Print all of the data below verbatim, omitting the pictures.

Data rows.

* * *

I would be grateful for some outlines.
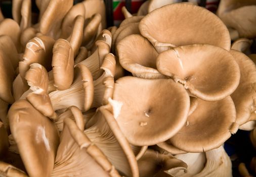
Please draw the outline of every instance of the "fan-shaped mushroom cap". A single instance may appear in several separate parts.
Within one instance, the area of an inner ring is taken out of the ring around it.
[[[58,38],[63,19],[72,6],[72,0],[50,1],[40,20],[40,33]]]
[[[233,50],[230,53],[238,64],[241,73],[239,84],[231,96],[236,106],[236,121],[242,125],[256,110],[256,66],[243,53]]]
[[[84,18],[81,15],[77,16],[75,19],[73,30],[69,37],[70,46],[73,49],[74,56],[78,52],[79,48],[82,43]]]
[[[80,111],[74,107],[71,110],[76,124],[69,118],[64,119],[51,176],[120,176],[102,151],[83,133]]]
[[[172,79],[123,77],[116,81],[113,98],[123,104],[116,117],[118,125],[137,146],[153,145],[172,137],[185,123],[189,110],[187,93]],[[164,105],[166,109],[159,109]]]
[[[81,3],[86,9],[85,18],[91,18],[95,14],[100,14],[101,16],[101,24],[103,29],[107,26],[106,19],[106,8],[103,0],[85,0]]]
[[[45,116],[56,119],[57,115],[53,110],[48,93],[49,79],[46,69],[38,63],[33,63],[26,72],[25,78],[30,89],[33,91],[27,95],[27,100]]]
[[[3,177],[28,177],[24,171],[13,165],[1,161],[0,174]]]
[[[25,100],[12,105],[8,117],[12,134],[28,174],[49,176],[59,145],[54,123]]]
[[[75,18],[78,15],[81,15],[84,19],[85,13],[84,6],[82,3],[77,3],[72,7],[65,16],[61,25],[61,36],[63,38],[66,38],[71,33],[73,23]]]
[[[69,88],[74,78],[74,54],[67,40],[56,40],[53,50],[53,67],[54,86],[60,91]]]
[[[6,35],[0,36],[0,50],[7,55],[13,69],[16,70],[20,59],[15,45],[10,36]]]
[[[171,154],[182,154],[187,153],[187,152],[180,150],[173,145],[169,140],[162,143],[158,143],[157,145]]]
[[[0,120],[0,157],[6,152],[8,149],[9,143],[8,142],[8,135],[4,123]]]
[[[31,25],[31,1],[24,0],[21,5],[20,29],[23,31]]]
[[[148,6],[150,0],[146,1],[140,7],[137,12],[137,16],[144,16],[148,13]]]
[[[158,54],[146,38],[138,34],[131,35],[121,40],[116,49],[120,64],[134,76],[147,79],[164,78],[156,70]]]
[[[6,18],[0,23],[0,35],[7,35],[13,40],[18,52],[21,52],[21,31],[19,24],[13,19]]]
[[[222,21],[204,8],[187,3],[156,9],[141,21],[139,28],[158,53],[170,47],[195,43],[230,49],[229,33]]]
[[[238,129],[236,110],[230,97],[218,101],[198,99],[195,111],[170,143],[189,152],[208,151],[220,147]]]
[[[26,45],[23,61],[19,63],[20,76],[26,83],[25,76],[30,65],[37,63],[44,66],[48,71],[52,69],[53,48],[55,41],[47,36],[35,37]]]
[[[139,160],[138,165],[140,176],[142,177],[155,176],[159,171],[167,171],[174,169],[186,171],[187,167],[186,163],[174,156],[161,154],[150,149]]]
[[[95,14],[89,20],[83,29],[83,36],[82,45],[87,48],[91,48],[98,34],[99,28],[101,28],[100,23],[101,16],[99,14]]]
[[[166,51],[158,55],[156,67],[183,84],[192,95],[206,101],[226,98],[239,83],[239,67],[234,57],[214,46],[194,45]]]
[[[236,50],[245,54],[249,53],[250,48],[252,40],[246,38],[241,38],[236,40],[231,45],[231,49]]]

* * *

Answer for this exercise.
I would be grateful for some outlines.
Please draw the outline of every instance of the "fan-shaped mushroom cap". A single instance may appear in several separate parts.
Within one instance, the area of an inner ring is taken out of the ring around it.
[[[58,38],[63,19],[72,6],[72,0],[50,1],[40,20],[40,33]]]
[[[233,50],[230,53],[238,64],[241,73],[239,84],[231,96],[236,106],[236,121],[242,125],[256,110],[256,66],[243,53]]]
[[[84,18],[81,15],[77,16],[75,19],[73,30],[69,37],[70,46],[73,49],[74,56],[78,52],[79,48],[82,43]]]
[[[80,111],[74,107],[71,110],[76,124],[69,118],[64,119],[51,176],[120,176],[102,151],[83,133]]]
[[[172,79],[123,77],[116,81],[113,98],[123,104],[116,117],[118,125],[137,146],[153,145],[172,137],[185,123],[189,110],[187,93]],[[164,105],[166,109],[159,109]]]
[[[81,3],[86,9],[85,18],[91,18],[95,14],[100,14],[101,16],[101,24],[103,29],[107,26],[106,19],[106,8],[103,0],[85,0]]]
[[[45,116],[56,119],[57,115],[53,110],[48,93],[49,79],[46,69],[38,63],[33,63],[26,72],[25,78],[30,89],[33,91],[27,95],[27,100]]]
[[[3,177],[28,177],[24,171],[13,165],[1,161],[0,174]]]
[[[25,100],[12,105],[8,117],[12,134],[28,174],[49,176],[59,145],[54,123]]]
[[[75,18],[78,15],[81,15],[84,19],[85,13],[84,6],[82,3],[77,3],[72,7],[65,16],[61,25],[61,36],[63,38],[66,38],[71,33],[73,23]]]
[[[69,88],[74,78],[74,54],[67,40],[56,40],[53,50],[53,67],[54,86],[60,91]]]
[[[6,35],[0,36],[0,50],[7,55],[13,69],[16,70],[20,59],[15,45],[10,36]]]
[[[171,154],[182,154],[187,153],[187,152],[180,150],[173,145],[169,140],[162,143],[158,143],[157,145]]]
[[[0,120],[0,157],[6,152],[8,149],[9,143],[8,142],[8,135],[4,123]]]
[[[31,25],[31,1],[24,0],[21,5],[20,29],[23,31]]]
[[[148,6],[150,0],[146,1],[140,7],[137,12],[137,16],[144,16],[148,13]]]
[[[158,54],[146,38],[138,34],[131,35],[121,40],[116,49],[120,64],[134,76],[147,79],[164,78],[156,70]]]
[[[6,18],[0,23],[0,35],[7,35],[13,40],[18,52],[21,52],[21,31],[19,24],[13,19]]]
[[[222,21],[204,8],[187,3],[156,9],[141,21],[139,28],[158,53],[170,47],[195,43],[230,49],[229,33]]]
[[[238,129],[236,110],[230,97],[218,101],[198,99],[195,111],[170,143],[189,152],[208,151],[220,147]]]
[[[26,45],[23,61],[19,63],[20,76],[26,83],[25,76],[30,65],[37,63],[44,66],[48,71],[52,69],[53,48],[55,41],[47,36],[35,37]]]
[[[139,160],[138,165],[140,176],[142,177],[155,176],[159,171],[167,171],[174,169],[186,171],[187,167],[186,163],[174,156],[161,154],[150,149]]]
[[[95,14],[89,20],[83,29],[83,36],[82,45],[87,48],[91,48],[98,34],[99,28],[101,28],[100,23],[101,16],[99,14]]]
[[[166,51],[158,55],[156,67],[183,84],[192,95],[206,101],[226,98],[239,83],[239,67],[234,57],[214,46],[194,45]]]
[[[236,50],[245,54],[249,53],[250,48],[252,40],[246,38],[241,38],[236,40],[231,45],[231,49]]]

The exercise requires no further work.